Problem details
Every line in the listing below from the one with "The component shall return one point per instance of the tree" through the one with "the rear quarter" is to be reproduced exactly, both ends included; leave out the rest.

Material provided
-.-.-

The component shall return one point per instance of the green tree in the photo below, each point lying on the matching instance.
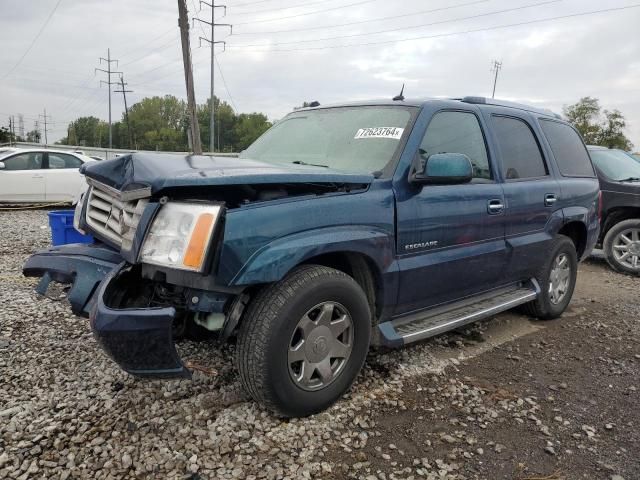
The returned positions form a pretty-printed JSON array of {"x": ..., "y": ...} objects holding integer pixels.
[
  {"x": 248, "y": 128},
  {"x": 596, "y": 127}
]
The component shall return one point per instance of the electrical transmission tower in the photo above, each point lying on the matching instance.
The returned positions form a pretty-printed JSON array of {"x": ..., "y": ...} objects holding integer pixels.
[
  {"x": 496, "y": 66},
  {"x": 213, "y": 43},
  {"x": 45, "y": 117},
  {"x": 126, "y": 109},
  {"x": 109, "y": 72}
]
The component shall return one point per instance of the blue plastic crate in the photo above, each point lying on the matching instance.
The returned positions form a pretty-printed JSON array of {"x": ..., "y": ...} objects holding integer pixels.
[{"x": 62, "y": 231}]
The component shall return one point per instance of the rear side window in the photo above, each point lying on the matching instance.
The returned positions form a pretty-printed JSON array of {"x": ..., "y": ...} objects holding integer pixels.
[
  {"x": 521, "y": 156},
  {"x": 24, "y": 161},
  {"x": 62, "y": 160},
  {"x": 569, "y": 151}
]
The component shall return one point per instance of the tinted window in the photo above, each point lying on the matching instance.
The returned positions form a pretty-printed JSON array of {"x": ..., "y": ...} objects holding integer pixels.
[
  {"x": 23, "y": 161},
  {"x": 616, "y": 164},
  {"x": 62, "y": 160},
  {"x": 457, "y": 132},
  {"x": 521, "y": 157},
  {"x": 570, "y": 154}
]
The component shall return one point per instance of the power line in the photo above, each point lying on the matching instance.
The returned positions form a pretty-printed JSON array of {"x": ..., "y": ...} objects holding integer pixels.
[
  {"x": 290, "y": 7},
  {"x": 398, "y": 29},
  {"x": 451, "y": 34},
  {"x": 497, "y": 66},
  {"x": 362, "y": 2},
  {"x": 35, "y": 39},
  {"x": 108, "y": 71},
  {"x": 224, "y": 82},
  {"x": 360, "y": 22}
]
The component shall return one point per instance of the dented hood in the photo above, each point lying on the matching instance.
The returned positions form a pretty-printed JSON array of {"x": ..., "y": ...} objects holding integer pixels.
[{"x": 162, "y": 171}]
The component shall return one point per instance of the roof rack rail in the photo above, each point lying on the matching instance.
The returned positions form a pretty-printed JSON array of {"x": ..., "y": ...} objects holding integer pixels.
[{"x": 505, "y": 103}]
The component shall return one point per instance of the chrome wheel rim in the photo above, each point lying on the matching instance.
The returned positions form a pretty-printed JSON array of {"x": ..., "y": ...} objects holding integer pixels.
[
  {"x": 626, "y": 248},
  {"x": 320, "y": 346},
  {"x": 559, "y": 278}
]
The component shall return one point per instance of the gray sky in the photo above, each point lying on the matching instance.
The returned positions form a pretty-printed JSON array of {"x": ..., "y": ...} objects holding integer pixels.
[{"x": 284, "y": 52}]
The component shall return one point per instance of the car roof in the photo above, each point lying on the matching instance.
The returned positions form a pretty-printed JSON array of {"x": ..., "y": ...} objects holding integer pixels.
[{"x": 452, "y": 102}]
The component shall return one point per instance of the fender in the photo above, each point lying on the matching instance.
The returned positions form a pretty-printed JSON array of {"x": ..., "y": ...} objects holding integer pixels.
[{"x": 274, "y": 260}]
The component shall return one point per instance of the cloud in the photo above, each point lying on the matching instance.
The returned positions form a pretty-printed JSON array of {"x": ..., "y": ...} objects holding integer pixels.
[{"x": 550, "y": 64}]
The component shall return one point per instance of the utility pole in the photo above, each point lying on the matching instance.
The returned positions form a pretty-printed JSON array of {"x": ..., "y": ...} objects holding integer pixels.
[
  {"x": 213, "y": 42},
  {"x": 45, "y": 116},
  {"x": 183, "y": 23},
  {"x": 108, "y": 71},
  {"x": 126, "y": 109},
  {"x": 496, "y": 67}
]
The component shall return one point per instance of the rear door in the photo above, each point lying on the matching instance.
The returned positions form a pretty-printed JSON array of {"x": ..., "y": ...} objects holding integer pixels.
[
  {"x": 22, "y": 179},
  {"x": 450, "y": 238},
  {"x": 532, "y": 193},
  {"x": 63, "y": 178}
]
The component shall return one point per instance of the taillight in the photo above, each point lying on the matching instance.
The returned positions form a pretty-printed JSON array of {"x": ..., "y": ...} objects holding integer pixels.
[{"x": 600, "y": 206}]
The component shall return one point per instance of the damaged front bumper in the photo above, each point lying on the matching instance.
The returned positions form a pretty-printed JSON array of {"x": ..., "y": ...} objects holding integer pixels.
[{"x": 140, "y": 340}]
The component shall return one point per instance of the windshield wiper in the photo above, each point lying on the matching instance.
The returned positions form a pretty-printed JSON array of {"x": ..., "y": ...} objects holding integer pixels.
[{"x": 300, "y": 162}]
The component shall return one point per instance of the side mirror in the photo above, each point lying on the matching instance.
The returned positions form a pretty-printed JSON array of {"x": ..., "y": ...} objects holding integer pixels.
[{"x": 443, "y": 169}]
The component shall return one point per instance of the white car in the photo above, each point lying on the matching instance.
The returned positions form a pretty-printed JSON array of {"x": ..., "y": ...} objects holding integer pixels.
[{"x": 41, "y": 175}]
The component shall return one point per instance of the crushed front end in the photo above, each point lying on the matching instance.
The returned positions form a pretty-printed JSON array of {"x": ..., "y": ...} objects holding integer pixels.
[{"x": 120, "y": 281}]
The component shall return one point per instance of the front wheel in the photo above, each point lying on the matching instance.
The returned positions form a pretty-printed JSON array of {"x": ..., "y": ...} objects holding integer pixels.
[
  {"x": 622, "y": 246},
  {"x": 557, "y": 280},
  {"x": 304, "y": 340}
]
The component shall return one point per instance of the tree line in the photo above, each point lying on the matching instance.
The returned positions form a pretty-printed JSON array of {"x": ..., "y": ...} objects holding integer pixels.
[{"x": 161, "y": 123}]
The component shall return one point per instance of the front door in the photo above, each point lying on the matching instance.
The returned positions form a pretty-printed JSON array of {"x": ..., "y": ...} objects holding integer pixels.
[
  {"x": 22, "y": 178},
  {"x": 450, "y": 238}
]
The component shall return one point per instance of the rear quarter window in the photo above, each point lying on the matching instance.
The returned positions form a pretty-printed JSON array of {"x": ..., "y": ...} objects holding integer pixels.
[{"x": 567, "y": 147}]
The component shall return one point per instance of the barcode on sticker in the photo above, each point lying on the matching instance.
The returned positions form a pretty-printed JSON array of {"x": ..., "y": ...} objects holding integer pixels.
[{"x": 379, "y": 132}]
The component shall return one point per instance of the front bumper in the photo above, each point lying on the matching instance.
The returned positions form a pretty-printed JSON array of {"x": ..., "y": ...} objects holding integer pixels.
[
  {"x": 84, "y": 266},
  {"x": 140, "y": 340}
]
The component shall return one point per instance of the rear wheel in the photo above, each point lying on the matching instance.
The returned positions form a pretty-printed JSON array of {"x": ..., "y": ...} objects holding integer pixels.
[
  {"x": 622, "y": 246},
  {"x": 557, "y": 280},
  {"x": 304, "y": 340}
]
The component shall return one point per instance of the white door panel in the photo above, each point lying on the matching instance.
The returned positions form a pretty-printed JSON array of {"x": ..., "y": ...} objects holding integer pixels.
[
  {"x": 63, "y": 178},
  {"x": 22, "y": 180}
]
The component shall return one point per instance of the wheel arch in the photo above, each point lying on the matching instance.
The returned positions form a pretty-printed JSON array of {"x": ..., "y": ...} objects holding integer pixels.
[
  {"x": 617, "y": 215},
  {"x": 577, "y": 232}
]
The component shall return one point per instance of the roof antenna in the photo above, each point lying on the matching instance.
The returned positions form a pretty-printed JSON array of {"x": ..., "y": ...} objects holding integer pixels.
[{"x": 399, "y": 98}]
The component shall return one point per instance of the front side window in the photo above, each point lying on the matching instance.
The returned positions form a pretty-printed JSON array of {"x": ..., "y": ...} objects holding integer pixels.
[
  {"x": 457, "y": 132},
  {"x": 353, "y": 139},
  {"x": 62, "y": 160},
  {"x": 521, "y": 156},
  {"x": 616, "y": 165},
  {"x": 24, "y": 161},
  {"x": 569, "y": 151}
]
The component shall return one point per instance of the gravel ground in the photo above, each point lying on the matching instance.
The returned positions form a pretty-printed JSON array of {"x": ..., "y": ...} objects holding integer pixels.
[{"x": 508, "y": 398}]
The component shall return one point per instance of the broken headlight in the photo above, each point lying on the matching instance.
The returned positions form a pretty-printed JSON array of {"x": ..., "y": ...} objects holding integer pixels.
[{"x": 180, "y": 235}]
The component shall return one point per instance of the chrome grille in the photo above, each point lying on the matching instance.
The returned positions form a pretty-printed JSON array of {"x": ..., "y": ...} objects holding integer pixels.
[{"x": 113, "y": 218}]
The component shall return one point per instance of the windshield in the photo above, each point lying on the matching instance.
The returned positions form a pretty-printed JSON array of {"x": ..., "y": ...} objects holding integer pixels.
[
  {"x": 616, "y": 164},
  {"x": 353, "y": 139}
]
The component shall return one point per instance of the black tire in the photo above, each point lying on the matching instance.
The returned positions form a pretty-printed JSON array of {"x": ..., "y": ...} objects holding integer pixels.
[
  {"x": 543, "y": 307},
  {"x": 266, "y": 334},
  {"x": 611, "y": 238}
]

-.-.-

Written solution
The component shall return one point per instance of the tree line in the photo above, each point lying on the matching instance.
The returned positions form a pretty-printed JSON array of {"x": ..., "y": ...} objects holding integer pixels.
[{"x": 161, "y": 123}]
The component shall return one point per instance of the front door in the photo above, each point lying on the matching instance.
The returned positions form a pretty-printed JSON array of {"x": ..., "y": ...} objects holding integer pixels.
[
  {"x": 22, "y": 178},
  {"x": 450, "y": 238}
]
The component shall return one point per instance of the rear quarter window in the photo above, each point lying on the matching instance.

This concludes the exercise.